BEGIN Records supplied

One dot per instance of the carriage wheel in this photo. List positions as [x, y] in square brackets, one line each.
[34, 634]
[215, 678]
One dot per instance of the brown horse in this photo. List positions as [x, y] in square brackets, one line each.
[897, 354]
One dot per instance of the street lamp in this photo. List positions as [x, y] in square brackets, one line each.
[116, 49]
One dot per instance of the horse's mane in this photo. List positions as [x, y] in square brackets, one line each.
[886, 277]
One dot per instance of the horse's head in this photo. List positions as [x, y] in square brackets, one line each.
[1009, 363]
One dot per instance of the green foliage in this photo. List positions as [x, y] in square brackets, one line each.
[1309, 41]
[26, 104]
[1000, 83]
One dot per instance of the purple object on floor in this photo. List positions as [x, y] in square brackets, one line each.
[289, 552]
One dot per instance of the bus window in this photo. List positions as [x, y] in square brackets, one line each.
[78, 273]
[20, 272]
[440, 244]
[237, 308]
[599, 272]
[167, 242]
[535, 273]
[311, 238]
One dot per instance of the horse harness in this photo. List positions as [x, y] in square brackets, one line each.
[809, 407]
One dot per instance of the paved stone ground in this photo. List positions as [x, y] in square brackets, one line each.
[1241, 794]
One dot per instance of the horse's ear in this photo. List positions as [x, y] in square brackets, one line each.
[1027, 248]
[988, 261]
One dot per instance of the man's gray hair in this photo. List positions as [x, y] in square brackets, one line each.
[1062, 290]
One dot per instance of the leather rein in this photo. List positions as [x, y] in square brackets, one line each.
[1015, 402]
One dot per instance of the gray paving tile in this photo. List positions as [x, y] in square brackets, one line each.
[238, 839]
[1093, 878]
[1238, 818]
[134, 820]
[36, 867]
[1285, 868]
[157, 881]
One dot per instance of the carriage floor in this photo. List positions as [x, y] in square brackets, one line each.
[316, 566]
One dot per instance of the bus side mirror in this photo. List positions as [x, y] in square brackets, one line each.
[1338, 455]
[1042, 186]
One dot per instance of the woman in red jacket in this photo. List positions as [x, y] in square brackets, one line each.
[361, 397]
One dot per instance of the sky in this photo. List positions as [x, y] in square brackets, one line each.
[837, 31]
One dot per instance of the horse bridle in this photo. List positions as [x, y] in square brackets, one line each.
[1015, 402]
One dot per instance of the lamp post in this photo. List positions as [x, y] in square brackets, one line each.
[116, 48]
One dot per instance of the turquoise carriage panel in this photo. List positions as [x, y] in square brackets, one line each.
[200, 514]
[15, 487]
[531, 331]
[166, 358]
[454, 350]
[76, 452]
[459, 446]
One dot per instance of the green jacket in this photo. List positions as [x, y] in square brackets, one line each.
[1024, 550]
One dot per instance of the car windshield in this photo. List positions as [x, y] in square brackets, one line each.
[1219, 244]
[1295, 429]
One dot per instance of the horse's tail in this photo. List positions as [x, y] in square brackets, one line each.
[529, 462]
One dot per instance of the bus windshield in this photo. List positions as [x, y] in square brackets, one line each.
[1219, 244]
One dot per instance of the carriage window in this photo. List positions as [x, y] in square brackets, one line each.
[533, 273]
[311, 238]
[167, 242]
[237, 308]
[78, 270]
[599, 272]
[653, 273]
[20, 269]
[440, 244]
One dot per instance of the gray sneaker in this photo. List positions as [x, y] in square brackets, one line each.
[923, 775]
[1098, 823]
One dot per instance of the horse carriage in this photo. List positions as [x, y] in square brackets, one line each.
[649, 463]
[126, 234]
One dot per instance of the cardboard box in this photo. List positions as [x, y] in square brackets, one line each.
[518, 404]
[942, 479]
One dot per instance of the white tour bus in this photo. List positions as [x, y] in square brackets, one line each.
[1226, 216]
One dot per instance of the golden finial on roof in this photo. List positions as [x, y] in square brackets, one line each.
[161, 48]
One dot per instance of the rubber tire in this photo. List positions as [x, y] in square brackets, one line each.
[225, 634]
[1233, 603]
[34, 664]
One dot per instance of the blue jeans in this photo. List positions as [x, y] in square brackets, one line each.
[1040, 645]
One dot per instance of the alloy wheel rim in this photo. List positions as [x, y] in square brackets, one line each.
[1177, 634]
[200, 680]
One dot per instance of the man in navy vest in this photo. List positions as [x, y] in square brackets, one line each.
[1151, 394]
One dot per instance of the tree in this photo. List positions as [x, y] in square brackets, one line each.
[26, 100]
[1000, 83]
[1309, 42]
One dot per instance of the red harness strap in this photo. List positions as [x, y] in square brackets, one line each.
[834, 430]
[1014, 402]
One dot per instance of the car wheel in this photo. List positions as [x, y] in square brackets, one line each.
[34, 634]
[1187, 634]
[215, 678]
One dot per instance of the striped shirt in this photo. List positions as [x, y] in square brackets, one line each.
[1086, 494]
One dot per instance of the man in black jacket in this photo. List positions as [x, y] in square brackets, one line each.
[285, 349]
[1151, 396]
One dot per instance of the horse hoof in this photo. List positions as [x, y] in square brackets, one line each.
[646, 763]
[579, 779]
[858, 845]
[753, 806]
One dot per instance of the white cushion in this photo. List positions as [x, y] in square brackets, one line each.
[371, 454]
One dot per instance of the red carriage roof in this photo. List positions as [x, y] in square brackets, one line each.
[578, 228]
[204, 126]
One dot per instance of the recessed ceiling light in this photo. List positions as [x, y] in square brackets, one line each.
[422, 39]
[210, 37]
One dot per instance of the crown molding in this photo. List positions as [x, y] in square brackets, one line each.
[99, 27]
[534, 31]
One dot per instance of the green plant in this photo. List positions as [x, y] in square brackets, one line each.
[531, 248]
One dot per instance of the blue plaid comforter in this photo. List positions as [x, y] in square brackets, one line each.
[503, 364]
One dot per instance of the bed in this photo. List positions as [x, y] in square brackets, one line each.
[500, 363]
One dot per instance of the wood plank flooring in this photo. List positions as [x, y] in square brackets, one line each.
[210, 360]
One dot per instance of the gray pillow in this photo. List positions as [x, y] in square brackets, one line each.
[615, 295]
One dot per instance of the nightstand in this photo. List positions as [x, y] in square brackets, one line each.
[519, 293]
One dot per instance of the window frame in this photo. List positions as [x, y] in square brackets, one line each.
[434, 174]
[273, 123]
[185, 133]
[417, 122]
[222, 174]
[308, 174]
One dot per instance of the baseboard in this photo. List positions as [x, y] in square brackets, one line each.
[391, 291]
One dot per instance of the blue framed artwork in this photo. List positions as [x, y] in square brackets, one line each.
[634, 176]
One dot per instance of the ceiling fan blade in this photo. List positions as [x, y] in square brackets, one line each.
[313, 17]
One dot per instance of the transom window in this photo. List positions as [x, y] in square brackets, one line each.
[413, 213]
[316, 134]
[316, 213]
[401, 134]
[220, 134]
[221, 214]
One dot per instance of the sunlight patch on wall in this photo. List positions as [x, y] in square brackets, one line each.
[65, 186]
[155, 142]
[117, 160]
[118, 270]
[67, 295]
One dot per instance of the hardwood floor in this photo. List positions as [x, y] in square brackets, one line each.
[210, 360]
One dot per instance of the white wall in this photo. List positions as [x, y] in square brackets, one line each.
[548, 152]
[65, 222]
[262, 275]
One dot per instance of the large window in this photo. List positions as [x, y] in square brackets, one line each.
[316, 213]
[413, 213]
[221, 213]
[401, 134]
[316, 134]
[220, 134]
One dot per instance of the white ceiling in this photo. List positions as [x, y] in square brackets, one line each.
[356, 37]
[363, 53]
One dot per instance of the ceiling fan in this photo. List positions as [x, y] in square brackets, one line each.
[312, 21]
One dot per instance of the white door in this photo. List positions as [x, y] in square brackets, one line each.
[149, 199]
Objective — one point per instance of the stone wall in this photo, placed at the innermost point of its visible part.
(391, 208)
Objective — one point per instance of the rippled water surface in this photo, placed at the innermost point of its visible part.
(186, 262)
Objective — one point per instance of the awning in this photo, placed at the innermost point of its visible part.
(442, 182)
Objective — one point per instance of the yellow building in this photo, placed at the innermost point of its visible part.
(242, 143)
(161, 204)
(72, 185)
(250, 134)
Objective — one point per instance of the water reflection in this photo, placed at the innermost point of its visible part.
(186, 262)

END Records supplied

_Work instruction_: Give back the lines above exactly, from the one with "Objective — one point per instance of the stone" through the last line.

_Output below_:
Objective — one point per instance of the stone wall in this photo, placed at the innermost point of its visible part.
(391, 208)
Objective — one point per instance of the rippled water surface in this photo, placed at the innermost point of its visible part.
(186, 262)
Objective — one point per instance of the awning in this photo, placed at the innermost point of its visible part.
(442, 182)
Objective — one point per instance of the yellow building in this photo, placed at the innermost point of its visible part.
(242, 143)
(161, 204)
(72, 185)
(250, 134)
Objective — one point per instance of the water reflection in this photo, placed at the innermost point of its visible part.
(186, 262)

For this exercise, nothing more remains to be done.